Referring expression pointing data

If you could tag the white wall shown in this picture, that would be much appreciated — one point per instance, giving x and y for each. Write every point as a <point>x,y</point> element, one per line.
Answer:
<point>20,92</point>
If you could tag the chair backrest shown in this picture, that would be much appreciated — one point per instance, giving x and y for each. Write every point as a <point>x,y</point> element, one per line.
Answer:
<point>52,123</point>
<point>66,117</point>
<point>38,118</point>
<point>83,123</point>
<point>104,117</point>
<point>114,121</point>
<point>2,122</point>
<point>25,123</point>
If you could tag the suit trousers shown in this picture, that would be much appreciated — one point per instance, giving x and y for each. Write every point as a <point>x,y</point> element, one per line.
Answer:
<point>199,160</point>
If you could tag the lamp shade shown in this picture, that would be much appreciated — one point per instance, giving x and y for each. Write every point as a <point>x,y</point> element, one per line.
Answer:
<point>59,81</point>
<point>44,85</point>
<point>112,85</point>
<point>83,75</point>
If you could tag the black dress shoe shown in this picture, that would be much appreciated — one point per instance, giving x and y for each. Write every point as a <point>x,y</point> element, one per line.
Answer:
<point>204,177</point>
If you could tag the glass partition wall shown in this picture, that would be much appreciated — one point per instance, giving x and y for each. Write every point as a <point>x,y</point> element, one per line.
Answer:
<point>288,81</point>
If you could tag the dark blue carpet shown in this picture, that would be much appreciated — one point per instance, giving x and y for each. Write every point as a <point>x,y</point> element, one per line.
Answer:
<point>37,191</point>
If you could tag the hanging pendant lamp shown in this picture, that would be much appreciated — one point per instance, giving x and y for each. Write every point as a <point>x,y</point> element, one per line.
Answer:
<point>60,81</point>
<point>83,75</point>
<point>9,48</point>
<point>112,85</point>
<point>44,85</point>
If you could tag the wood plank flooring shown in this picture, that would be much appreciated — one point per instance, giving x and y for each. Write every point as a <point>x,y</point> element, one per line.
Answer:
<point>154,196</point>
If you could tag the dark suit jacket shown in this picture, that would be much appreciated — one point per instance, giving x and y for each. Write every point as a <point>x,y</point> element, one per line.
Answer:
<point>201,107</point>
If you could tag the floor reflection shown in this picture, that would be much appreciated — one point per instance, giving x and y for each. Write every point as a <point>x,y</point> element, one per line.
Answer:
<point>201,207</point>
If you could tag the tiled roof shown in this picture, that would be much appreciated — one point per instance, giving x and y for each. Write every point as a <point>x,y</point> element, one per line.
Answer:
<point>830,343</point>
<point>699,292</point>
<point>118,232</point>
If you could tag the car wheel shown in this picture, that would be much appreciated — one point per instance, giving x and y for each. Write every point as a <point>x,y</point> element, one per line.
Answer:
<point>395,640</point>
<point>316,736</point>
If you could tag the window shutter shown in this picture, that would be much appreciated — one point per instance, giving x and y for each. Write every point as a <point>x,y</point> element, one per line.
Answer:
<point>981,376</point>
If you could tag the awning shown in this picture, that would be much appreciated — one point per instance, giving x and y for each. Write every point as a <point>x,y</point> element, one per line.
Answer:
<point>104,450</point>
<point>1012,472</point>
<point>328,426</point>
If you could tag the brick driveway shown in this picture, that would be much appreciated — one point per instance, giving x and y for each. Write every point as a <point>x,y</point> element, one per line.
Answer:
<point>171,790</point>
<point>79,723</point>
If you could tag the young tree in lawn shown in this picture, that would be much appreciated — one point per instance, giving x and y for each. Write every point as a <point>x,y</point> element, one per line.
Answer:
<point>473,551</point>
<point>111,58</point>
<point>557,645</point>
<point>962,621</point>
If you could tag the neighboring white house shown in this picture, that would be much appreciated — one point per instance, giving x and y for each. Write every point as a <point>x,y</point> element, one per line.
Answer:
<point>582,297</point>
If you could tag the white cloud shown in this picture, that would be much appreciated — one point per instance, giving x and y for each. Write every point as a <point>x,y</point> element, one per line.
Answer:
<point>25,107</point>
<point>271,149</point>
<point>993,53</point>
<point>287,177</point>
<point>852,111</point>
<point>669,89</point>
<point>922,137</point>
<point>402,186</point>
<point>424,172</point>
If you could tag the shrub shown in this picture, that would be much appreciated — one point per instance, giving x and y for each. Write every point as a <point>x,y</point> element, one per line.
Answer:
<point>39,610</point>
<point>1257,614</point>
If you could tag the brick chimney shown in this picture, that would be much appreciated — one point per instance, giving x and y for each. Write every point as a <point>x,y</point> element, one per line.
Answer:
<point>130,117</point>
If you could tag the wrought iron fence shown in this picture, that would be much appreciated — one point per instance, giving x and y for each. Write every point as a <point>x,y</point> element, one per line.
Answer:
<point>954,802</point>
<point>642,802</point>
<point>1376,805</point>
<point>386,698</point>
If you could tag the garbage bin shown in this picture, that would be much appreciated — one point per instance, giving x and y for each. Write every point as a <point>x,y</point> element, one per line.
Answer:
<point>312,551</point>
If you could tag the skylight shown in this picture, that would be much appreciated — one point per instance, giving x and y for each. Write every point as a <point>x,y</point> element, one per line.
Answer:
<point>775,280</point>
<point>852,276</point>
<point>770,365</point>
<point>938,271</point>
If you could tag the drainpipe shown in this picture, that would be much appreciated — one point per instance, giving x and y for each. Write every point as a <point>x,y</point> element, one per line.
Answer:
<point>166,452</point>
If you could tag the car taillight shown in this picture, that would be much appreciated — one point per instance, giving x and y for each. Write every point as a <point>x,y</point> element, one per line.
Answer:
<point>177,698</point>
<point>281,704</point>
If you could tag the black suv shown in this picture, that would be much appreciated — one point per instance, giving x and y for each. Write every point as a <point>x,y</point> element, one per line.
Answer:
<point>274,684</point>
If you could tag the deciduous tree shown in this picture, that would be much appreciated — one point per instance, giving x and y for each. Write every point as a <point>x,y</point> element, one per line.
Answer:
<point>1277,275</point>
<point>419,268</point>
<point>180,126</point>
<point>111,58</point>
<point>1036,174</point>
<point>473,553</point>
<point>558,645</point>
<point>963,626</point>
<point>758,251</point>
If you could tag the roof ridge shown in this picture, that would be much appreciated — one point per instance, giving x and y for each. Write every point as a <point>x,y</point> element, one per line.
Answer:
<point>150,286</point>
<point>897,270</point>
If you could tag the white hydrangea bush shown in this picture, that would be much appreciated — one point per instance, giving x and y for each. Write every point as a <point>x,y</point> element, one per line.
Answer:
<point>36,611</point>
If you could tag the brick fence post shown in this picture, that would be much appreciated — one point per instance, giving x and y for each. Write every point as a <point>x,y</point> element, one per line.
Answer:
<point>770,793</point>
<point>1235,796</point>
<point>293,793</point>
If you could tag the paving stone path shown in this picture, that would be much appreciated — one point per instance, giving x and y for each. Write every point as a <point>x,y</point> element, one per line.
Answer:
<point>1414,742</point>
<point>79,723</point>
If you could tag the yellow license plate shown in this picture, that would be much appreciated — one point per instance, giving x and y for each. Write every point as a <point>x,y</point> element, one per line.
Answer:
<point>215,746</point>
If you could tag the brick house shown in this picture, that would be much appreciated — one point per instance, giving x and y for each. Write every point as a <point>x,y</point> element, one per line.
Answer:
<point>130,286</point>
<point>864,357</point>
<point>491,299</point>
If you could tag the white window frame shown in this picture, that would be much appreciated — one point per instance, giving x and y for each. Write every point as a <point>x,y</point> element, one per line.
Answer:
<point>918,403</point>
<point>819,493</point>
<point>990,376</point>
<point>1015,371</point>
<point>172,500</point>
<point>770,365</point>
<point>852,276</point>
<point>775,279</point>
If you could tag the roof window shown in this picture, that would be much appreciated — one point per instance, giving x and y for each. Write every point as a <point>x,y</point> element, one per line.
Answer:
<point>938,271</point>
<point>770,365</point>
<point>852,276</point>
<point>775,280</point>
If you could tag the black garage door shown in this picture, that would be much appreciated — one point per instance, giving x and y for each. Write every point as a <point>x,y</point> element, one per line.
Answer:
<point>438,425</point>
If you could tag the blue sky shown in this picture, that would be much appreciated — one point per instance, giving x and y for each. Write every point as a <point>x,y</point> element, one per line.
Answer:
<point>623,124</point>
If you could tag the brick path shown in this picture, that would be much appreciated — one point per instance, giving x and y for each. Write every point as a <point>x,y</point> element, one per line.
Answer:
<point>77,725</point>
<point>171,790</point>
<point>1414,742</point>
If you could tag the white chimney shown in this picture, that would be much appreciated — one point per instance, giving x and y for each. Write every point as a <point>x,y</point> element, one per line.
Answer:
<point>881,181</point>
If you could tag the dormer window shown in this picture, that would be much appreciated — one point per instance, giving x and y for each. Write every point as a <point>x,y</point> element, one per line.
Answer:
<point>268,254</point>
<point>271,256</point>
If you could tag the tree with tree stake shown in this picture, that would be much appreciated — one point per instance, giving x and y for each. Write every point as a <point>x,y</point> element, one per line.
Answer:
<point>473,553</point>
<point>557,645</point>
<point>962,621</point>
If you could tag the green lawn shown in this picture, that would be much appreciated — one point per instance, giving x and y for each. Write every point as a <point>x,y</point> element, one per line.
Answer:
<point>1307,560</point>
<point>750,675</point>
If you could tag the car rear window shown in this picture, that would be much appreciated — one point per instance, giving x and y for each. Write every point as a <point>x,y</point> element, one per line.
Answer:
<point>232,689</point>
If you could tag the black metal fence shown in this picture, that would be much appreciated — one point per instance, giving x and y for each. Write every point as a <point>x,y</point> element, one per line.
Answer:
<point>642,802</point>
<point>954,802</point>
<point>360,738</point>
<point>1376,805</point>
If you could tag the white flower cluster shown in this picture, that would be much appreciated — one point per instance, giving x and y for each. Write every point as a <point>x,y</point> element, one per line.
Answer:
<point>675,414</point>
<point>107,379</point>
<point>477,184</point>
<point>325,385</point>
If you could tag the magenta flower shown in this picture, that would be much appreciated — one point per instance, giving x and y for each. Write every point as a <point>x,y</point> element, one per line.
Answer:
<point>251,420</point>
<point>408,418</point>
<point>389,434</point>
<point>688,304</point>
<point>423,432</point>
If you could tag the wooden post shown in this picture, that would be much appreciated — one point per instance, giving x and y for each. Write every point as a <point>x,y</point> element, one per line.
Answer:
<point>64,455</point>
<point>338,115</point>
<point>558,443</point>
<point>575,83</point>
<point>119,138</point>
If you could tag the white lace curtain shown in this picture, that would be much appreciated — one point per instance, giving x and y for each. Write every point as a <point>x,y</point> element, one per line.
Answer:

# [AIM OF THE EXERCISE]
Wherever the line holding "If you could tag the brick house" falls in the entries above, copy exactly from it through the line holding "If you could tag the white window", inclusive, and add nothing.

# [ANSWER BOX]
If you could tag the brick house shown in this picture, that would be much appreciated — one point per instance, giving x and y for each. Write every point as a <point>x,y</point> element, one per line.
Answer:
<point>130,286</point>
<point>864,357</point>
<point>491,299</point>
If you could tag the white window frame shown in this picture, that would be much appreciated — one point per instance, giving x and y for each. Write every point as a <point>x,y</point> element, one per line.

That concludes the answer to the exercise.